Best/Worst: Vince McMahon Is Extremely Upset About That Whole ‘Everyone Wanting To Watch Him Get Murdered Execution-Style Live On Raw’ Thing
This week’s Raw opens with Vince McMahon surrounded by a cadre of lawyers, asking the WWF Universe™ about not having morals, not having values, not having any human decency, and, you know, wanting to see him get his brains blown out by a disgruntled former employee with a handgun. Instead of discussing the sociopolitical ramifications of that, we’re pivoting to the fact that Stone Cold Steve Austin stuffed a “mysterious letter” into Vince’s pocket during the scene, which turned out to be a legal document, hence the lawyers. Austin’s been rehired by somebody, and Vince promises to take the issue all the way to the SUPREME COURT if he has to. First of all, I wish I lived in a world where the Supreme Court had to spend their time resolving pro wrestling stories. Second of all, I’m pretty sure that picture of Vince with his lawyers looks like every picture of the U.S. court system since its inception. Just a whole bunch of old white guys in suits protected by an evil cop, getting called assholes by 10,000 random poor people.
Later in the episode, Austin shows up and explains that he told the cops ahead of time that his handgun was a toy, which is why nobody stopped him. I appreciate them giving us a ground-covering explanation for that, although it does beg the question of whether or not you could get away with murdering someone in front of a crowd on live television if you just told the cops ahead of time that your murder weapon wasn’t real. Pretty sure that knife and bow and arrow he threatened Vince with were real, and also he punched and kicked him a bunch, so [shrug].

## SUPPLIED INFORMATION
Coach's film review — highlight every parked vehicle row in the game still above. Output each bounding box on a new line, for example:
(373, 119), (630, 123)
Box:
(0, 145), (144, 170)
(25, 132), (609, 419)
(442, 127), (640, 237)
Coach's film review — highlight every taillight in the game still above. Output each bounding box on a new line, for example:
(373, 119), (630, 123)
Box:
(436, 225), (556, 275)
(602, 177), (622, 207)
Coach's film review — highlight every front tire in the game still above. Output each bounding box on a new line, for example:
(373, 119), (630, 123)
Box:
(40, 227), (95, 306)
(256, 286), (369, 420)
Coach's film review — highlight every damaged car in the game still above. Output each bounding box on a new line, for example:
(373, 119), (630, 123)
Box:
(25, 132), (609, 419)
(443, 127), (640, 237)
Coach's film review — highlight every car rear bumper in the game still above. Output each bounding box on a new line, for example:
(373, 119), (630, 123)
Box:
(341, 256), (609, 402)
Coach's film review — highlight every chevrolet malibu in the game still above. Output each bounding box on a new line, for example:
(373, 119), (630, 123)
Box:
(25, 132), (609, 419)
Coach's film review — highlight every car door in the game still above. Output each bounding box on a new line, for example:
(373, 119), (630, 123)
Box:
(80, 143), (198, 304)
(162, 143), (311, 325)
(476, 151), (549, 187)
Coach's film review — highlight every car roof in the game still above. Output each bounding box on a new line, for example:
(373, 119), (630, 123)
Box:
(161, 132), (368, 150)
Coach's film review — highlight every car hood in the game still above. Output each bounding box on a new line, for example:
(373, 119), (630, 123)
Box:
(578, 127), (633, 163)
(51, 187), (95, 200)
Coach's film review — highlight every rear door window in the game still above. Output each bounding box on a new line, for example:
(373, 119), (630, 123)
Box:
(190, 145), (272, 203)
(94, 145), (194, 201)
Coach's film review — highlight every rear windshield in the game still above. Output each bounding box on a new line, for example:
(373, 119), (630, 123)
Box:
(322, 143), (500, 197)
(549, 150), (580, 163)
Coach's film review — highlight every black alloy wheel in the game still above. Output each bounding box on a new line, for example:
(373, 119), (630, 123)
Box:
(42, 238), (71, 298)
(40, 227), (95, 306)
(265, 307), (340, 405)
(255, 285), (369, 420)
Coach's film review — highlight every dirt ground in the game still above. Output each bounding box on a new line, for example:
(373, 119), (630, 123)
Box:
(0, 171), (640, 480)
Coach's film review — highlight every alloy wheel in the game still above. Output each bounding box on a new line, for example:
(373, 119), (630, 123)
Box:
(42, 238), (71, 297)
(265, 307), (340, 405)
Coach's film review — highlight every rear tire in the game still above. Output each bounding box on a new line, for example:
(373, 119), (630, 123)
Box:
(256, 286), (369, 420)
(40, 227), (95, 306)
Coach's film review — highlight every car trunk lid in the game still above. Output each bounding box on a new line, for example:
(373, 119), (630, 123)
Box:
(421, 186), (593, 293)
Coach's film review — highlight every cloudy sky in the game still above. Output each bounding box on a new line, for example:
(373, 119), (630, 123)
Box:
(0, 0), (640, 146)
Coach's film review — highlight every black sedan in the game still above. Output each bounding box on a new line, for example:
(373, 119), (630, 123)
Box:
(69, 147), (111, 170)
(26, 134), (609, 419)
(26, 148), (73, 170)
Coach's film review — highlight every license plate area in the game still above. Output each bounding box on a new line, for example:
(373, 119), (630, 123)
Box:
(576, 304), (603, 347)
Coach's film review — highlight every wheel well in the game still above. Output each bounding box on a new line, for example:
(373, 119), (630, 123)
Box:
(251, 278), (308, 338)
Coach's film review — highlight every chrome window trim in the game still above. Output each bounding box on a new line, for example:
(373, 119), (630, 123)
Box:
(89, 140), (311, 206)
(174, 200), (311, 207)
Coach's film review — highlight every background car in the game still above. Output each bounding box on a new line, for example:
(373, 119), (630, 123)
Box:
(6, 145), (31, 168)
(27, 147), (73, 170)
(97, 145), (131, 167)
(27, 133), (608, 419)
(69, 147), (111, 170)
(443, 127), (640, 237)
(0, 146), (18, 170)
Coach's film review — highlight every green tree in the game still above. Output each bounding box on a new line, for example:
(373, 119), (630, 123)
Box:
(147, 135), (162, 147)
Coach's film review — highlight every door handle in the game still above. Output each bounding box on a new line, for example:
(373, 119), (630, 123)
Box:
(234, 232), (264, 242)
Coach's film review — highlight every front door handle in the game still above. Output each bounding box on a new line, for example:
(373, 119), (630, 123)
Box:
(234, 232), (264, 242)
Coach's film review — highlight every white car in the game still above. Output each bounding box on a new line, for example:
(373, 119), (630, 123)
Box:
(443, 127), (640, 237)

## SET EXERCISE A
In the Raw recap, what did Austin tell the cops ahead of time about his handgun?
## SET EXERCISE B
Summarize the Raw recap in two sentences.
## SET EXERCISE C
Copy the part of the Raw recap starting at "Later in the" and ending at "bunch, so [shrug].".

## WORKED SOLUTION A
He told them it was a toy.

## WORKED SOLUTION B
Vince McMahon opens Raw surrounded by lawyers because Stone Cold Steve Austin, who has been rehired by somebody, stuffed a legal document into his pocket, and Vince promises to take the issue all the way to the Supreme Court if he has to. Later in the episode, Austin explains that he told the cops ahead of time that his handgun was a toy, which is why nobody stopped him.

## WORKED SOLUTION C
Later in the episode, Austin shows up and explains that he told the cops ahead of time that his handgun was a toy, which is why nobody stopped him. I appreciate them giving us a ground-covering explanation for that, although it does beg the question of whether or not you could get away with murdering someone in front of a crowd on live television if you just told the cops ahead of time that your murder weapon wasn’t real. Pretty sure that knife and bow and arrow he threatened Vince with were real, and also he punched and kicked him a bunch, so [shrug].